**What is expected**
Go through the material and tally the lines containing the string "wall". Give the total alone.

**Records supplied**
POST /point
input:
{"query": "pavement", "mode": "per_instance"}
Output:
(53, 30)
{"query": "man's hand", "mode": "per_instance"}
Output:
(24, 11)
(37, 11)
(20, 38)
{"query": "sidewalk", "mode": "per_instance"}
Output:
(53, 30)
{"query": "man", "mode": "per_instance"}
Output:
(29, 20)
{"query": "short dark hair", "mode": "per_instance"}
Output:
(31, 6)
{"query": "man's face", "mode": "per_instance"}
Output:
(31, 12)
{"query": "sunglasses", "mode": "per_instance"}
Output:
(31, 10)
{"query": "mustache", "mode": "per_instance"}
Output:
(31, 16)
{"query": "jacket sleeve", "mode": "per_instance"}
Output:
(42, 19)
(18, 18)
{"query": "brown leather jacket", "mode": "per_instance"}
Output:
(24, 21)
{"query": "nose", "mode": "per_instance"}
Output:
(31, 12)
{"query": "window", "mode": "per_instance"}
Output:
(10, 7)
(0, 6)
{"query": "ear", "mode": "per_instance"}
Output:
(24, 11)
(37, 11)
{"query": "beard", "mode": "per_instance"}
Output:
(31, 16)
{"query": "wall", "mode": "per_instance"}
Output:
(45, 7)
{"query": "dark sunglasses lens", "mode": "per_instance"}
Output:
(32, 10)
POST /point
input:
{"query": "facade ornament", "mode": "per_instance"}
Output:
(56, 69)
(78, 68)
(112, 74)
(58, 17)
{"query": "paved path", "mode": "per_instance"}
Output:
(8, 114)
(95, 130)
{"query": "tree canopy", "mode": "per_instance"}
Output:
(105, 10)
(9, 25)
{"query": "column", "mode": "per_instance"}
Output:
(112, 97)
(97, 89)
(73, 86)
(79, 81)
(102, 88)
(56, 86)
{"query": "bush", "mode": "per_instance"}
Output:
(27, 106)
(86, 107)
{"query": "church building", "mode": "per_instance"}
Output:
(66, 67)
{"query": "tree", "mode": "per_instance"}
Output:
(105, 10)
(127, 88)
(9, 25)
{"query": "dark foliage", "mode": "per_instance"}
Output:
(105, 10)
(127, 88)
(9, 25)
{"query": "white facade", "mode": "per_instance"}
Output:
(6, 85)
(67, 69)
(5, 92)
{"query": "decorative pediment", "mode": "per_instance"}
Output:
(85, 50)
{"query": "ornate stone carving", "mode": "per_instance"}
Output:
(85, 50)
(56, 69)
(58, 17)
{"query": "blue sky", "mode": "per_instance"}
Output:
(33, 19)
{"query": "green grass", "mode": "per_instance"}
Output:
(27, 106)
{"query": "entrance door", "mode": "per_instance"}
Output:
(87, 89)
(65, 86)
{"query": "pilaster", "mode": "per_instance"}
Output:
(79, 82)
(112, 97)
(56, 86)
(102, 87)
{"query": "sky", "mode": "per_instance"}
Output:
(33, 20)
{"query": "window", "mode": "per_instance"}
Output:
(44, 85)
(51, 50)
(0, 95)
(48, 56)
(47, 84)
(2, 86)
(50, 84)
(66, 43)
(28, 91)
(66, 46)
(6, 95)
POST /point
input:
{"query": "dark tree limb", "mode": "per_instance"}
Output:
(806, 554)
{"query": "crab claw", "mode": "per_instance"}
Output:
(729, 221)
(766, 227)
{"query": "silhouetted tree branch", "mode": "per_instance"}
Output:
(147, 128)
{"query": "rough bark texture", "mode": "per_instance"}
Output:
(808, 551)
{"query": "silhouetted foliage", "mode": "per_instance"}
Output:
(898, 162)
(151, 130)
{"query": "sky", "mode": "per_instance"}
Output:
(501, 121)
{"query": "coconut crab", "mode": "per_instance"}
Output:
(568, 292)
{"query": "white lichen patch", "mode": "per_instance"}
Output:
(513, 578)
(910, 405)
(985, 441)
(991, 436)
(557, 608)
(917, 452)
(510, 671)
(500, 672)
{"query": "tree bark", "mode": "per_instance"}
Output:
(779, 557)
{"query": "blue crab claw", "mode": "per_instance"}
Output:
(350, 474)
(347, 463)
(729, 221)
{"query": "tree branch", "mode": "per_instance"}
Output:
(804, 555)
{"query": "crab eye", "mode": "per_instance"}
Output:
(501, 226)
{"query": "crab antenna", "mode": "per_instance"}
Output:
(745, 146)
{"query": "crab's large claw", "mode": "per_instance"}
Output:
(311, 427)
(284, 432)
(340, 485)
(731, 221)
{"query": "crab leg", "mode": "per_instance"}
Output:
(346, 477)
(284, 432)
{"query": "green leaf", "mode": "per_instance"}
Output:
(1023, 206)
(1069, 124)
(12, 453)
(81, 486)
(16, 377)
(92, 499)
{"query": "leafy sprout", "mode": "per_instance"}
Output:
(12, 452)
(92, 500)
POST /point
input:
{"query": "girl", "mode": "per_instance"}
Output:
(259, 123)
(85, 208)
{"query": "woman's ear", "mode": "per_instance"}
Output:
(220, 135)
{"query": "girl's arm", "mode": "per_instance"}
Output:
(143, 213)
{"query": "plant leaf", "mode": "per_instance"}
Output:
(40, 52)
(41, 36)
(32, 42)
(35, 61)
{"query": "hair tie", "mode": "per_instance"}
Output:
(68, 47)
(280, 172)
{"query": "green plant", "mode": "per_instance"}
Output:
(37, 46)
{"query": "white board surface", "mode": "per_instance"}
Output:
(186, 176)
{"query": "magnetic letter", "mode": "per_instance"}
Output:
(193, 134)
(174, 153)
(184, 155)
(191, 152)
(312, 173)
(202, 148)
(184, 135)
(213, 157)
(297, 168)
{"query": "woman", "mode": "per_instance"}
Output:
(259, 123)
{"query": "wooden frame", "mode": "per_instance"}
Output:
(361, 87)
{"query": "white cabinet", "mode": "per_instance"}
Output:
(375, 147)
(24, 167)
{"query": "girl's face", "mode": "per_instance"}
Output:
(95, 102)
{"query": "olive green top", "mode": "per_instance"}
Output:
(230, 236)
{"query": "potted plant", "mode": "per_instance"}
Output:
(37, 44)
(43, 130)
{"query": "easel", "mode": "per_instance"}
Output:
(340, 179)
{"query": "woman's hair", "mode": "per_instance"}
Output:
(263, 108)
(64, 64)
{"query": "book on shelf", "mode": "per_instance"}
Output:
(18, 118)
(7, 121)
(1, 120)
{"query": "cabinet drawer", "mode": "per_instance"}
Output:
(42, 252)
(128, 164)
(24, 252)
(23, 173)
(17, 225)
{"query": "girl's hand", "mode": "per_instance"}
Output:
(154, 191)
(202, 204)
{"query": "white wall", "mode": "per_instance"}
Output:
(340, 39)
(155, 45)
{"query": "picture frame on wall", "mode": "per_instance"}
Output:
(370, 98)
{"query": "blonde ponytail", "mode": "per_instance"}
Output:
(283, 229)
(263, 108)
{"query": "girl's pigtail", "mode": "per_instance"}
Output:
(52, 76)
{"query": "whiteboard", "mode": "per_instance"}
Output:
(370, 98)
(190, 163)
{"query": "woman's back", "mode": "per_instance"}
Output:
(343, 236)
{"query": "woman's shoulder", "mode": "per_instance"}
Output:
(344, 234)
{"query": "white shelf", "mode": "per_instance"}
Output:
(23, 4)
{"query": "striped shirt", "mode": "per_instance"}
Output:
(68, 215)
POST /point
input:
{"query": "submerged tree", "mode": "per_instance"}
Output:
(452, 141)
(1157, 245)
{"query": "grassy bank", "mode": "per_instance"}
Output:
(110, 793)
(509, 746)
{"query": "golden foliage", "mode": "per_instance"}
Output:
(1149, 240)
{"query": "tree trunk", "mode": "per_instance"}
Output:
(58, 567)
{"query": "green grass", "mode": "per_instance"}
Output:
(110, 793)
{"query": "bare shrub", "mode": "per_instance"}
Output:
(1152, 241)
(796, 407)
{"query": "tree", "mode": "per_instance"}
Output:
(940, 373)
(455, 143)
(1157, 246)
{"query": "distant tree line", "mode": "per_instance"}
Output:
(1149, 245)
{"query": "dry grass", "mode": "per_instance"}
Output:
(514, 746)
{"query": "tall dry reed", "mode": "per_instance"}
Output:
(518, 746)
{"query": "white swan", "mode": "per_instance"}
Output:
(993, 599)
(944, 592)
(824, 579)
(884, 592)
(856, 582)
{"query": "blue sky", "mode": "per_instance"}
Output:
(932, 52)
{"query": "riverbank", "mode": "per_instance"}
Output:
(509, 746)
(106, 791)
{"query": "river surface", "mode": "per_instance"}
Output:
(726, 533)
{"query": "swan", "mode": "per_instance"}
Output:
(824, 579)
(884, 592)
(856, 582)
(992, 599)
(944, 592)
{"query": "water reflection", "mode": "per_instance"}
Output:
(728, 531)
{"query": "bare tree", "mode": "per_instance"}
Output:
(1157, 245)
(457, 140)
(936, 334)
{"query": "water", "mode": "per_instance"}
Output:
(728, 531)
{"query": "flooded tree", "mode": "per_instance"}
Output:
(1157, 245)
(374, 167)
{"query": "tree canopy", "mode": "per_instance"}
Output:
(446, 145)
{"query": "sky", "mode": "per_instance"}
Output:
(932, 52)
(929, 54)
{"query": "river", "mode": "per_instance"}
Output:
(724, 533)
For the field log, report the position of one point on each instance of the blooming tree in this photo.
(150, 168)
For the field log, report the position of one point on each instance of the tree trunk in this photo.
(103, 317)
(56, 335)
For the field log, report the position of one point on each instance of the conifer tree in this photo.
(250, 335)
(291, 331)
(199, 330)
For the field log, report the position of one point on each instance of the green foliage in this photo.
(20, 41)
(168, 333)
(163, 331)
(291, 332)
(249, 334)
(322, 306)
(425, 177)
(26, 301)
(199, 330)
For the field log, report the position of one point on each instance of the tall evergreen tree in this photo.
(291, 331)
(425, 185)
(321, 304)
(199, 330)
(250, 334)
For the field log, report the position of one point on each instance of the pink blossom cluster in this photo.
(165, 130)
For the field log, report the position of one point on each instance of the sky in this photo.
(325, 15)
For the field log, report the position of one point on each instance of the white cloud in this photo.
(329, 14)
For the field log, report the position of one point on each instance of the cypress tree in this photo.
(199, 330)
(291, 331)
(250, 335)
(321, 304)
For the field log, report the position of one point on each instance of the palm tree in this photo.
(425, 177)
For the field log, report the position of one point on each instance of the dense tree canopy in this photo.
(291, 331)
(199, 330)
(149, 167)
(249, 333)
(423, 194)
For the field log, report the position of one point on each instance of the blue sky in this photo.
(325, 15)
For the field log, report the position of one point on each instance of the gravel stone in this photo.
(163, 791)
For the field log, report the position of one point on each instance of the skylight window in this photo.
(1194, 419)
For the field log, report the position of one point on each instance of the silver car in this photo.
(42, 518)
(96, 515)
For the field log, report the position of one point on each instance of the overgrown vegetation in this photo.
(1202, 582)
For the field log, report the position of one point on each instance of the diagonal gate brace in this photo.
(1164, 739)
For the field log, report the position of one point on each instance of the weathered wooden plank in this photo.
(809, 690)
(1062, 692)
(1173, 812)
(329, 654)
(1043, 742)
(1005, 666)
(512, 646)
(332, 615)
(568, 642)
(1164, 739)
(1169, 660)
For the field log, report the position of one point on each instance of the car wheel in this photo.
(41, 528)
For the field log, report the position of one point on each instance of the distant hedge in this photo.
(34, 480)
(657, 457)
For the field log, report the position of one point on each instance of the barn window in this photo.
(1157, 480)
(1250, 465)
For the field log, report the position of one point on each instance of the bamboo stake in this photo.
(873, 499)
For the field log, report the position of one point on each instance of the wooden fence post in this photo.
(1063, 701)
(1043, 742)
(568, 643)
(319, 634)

**Result**
3